BEGIN THE DATA
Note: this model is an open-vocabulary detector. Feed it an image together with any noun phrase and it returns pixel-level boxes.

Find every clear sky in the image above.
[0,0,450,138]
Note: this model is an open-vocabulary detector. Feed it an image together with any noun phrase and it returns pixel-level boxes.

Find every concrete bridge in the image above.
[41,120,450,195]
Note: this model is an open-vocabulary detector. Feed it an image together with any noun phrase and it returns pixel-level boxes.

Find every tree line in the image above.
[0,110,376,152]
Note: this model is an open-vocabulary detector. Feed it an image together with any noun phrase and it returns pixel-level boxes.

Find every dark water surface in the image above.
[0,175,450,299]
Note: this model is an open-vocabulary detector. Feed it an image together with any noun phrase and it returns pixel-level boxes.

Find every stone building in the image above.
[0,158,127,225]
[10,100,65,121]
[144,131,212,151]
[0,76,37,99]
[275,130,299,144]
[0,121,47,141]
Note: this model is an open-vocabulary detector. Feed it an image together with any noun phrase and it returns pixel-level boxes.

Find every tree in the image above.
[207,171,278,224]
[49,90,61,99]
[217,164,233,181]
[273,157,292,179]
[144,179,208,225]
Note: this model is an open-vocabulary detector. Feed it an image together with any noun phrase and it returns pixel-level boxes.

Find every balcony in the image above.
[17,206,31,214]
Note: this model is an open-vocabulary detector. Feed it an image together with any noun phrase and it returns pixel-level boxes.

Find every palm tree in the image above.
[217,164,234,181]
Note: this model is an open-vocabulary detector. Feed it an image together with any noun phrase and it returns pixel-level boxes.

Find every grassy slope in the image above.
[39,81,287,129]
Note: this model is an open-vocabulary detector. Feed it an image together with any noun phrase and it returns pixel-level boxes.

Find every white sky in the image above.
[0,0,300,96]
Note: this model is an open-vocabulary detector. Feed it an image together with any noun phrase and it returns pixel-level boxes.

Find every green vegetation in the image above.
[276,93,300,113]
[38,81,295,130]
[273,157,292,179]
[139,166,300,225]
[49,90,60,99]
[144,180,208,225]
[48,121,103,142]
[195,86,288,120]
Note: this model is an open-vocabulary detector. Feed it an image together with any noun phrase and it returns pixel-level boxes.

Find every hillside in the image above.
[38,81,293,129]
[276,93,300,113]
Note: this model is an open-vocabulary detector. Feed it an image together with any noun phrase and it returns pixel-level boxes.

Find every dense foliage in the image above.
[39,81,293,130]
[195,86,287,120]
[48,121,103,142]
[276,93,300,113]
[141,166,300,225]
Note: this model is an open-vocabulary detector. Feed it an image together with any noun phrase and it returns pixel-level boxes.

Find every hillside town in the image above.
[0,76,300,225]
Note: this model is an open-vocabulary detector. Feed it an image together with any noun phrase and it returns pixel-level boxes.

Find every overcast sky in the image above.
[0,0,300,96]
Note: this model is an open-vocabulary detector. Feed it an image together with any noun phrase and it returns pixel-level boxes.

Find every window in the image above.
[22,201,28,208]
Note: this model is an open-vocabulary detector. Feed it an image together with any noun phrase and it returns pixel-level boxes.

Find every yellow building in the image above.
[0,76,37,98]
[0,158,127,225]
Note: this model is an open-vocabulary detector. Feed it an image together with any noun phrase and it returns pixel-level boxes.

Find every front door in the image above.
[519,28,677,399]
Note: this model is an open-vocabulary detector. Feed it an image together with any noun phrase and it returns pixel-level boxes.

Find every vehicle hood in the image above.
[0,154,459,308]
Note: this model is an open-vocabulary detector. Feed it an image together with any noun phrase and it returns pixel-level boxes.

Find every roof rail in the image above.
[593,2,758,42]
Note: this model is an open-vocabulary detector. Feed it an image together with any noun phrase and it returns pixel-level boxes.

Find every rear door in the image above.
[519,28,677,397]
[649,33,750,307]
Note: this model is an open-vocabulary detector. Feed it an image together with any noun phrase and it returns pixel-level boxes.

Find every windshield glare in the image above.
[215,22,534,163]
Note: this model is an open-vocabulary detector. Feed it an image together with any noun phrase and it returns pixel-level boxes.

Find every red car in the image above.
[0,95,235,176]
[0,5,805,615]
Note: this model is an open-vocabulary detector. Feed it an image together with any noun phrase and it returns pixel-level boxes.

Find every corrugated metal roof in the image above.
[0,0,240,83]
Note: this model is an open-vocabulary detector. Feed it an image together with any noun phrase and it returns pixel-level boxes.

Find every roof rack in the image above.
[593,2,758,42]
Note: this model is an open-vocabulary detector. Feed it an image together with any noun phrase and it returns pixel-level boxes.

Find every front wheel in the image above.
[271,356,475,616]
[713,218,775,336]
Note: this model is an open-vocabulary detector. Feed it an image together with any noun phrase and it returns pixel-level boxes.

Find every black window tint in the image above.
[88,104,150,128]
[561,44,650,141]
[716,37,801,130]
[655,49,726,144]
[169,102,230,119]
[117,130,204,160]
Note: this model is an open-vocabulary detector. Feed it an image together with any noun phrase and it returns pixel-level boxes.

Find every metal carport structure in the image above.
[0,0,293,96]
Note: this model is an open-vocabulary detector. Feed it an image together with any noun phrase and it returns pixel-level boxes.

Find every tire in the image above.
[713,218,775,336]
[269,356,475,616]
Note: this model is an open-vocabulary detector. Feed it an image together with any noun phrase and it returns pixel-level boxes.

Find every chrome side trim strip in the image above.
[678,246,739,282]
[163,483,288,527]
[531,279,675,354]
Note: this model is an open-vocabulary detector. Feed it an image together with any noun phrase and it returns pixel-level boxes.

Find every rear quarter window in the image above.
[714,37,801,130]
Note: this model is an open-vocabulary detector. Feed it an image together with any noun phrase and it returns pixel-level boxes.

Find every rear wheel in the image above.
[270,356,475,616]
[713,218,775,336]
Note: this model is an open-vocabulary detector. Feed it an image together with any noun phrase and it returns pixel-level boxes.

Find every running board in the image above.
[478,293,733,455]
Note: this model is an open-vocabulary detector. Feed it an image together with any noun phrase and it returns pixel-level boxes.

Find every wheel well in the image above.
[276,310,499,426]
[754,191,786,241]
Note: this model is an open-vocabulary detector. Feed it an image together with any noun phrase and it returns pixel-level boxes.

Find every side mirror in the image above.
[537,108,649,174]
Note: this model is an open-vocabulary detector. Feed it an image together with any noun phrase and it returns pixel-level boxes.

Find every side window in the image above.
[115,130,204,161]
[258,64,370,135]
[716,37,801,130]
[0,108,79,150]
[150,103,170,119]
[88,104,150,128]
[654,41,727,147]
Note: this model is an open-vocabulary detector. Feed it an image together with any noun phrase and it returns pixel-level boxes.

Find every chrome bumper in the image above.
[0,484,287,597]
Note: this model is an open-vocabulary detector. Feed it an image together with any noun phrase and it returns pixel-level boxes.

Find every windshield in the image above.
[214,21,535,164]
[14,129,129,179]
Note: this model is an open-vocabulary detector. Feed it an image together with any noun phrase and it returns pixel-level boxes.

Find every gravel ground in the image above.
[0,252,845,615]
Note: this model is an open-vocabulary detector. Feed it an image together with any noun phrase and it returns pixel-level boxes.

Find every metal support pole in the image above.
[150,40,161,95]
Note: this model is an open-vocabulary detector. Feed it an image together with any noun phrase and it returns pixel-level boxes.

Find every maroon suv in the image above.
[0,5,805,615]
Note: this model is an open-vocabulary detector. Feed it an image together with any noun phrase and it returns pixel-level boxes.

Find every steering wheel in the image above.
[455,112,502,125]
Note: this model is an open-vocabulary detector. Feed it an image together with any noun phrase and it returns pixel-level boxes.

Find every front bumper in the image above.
END THE DATA
Put the data, from its start through the line containing "[0,121,47,141]", into a two-column CSV with the columns text and answer. Give one row per text and its answer, with each value in a single quoted field and line breaks replaced by spaces.

text,answer
"Note: this model is an open-vocabulary detector. Feed it an image together with any noun phrase and it returns pixel-level boxes. Find every clear sky in the image above.","[0,0,450,138]"
"Note: this model is an open-vocabulary detector. Feed it an image together with any noun phrase and it returns pixel-level boxes. Find every concrete bridge in the image above.","[41,120,450,195]"
"Note: this model is an open-vocabulary detector. Feed it an image together with any noun phrase and it returns pixel-level boxes. Find every tree line in the image above.","[0,110,376,152]"
"Note: this model is an open-vocabulary detector. Feed it an image together with any noun phrase and it returns pixel-level boxes. Find every dark water surface in the image above.","[0,175,450,299]"
"Note: this model is an open-vocabulary detector. Feed it an image together with any noun phrase and it returns pixel-level boxes. Find every stone building in the image above.","[0,158,127,225] [10,100,65,121] [144,131,212,151] [0,76,37,99] [275,130,299,144] [0,121,47,141]"